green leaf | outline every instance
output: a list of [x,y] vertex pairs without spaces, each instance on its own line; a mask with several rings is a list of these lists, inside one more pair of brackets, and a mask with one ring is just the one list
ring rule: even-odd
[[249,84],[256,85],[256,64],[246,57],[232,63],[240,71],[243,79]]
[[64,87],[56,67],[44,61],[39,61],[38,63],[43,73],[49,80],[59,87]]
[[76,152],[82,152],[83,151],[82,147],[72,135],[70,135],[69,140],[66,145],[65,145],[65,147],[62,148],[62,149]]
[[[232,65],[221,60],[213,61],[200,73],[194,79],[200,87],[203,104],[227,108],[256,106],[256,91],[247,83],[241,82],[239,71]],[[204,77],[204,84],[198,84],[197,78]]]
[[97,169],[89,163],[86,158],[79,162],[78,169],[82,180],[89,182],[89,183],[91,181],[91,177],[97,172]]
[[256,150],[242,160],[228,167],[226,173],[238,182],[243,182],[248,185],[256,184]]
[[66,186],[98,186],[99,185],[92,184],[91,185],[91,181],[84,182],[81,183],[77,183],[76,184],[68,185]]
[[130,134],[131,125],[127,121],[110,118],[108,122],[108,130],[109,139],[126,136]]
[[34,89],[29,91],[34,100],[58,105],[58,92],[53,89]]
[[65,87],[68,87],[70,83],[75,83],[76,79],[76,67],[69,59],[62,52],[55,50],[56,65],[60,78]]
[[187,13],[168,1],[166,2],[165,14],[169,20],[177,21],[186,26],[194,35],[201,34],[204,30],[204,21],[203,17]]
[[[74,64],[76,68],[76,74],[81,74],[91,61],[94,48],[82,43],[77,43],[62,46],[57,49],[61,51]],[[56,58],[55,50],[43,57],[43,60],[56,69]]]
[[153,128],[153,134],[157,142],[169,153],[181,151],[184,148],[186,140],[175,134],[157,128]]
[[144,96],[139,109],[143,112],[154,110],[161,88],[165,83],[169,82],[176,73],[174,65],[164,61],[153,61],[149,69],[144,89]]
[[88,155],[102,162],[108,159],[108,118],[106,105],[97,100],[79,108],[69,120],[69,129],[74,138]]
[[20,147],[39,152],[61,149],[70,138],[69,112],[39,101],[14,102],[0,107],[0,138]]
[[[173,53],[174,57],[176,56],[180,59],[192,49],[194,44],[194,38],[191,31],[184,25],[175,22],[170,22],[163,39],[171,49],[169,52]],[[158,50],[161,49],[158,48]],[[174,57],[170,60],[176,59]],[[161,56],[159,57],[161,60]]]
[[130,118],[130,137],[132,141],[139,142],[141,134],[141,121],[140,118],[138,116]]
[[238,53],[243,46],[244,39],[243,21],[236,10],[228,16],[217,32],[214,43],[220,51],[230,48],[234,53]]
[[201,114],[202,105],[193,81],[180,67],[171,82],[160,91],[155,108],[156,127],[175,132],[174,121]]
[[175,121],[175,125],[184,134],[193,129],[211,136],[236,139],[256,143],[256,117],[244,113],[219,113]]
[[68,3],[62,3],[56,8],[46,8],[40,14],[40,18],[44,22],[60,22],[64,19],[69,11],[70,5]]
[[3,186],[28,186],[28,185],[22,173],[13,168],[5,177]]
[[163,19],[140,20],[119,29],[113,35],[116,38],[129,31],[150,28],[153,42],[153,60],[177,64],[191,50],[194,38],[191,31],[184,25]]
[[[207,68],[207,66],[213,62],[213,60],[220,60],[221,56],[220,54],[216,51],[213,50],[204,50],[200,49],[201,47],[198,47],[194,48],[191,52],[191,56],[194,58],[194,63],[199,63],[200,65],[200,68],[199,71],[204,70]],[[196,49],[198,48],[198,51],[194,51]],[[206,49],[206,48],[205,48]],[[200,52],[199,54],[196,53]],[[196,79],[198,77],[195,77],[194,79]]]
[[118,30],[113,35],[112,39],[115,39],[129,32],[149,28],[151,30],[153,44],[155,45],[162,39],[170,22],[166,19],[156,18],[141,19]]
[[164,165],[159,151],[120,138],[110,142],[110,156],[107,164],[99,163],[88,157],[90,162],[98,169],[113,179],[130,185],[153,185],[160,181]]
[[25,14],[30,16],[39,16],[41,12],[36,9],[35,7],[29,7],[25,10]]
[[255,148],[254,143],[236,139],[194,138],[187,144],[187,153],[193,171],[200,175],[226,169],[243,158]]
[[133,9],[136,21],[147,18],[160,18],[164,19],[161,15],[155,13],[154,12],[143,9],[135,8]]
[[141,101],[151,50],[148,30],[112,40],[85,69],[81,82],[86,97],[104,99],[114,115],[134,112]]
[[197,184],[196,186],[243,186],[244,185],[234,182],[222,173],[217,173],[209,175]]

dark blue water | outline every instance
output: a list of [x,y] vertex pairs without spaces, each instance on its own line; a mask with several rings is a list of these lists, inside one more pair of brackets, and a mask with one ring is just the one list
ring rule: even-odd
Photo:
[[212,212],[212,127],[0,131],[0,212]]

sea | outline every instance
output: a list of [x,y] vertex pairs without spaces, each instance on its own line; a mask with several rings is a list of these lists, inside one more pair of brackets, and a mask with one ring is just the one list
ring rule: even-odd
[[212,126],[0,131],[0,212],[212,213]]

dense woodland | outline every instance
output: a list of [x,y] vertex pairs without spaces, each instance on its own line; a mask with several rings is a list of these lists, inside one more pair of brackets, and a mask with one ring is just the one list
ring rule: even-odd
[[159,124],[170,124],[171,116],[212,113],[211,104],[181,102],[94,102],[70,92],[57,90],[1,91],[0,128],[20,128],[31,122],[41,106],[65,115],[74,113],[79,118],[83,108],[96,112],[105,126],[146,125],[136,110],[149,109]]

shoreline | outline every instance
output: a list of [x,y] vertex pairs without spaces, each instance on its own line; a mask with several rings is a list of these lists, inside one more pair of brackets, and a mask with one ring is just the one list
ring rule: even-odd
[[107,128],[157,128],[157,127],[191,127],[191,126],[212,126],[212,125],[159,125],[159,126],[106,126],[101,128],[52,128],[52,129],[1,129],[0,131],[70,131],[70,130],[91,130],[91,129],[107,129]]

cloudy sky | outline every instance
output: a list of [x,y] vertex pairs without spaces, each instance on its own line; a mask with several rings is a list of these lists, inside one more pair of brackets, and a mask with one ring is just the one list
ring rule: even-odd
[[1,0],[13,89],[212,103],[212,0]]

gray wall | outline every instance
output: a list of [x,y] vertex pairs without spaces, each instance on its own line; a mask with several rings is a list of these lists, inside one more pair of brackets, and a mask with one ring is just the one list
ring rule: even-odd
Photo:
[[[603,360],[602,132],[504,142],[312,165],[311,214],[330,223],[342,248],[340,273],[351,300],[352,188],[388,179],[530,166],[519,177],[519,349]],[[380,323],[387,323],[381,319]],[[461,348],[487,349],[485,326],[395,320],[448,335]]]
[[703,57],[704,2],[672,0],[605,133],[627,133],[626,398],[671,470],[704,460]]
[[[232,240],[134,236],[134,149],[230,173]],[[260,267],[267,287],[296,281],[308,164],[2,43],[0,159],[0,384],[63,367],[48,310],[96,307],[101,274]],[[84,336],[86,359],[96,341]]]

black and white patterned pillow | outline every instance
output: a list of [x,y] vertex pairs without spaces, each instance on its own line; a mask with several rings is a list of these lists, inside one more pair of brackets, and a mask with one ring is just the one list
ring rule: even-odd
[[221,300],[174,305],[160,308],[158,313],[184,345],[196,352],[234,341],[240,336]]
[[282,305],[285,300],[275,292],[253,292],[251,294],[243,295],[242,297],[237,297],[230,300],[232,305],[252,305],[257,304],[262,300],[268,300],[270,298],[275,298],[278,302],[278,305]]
----
- _Exercise brief_: Reproduce the part of the material that opens with the line containing "shoreline | outline every instance" and closes with the line containing "[[1,0],[13,89],[212,103],[212,0]]", both lines included and requests kept. Scale every coordinate in the answers by 1.05 and round to whole numbers, with halves rounding up, leaving the numbers in the requests and their format samples unchanged.

- _Worked solution_:
shoreline | outline every instance
output: a list of [x,y] vertex pairs without spaces, each instance on its own line; a mask with several rings is a list of these lists, inside one more pair of brackets, and a mask with one ring is just the one list
ring rule: even-odd
[[112,134],[165,134],[165,133],[201,133],[201,132],[223,132],[223,131],[167,131],[167,132],[111,132],[106,134],[55,134],[55,135],[1,135],[0,138],[74,138],[74,137],[96,137],[96,135],[112,135]]

cloudy sky | outline every instance
output: a list of [x,y] vertex pairs without spaces, each instance on its own line; a mask with several rings is a list of these lists, inside one more pair of brackets, and a mask with one ring is just the one list
ring rule: even-odd
[[1,0],[14,93],[223,108],[223,0]]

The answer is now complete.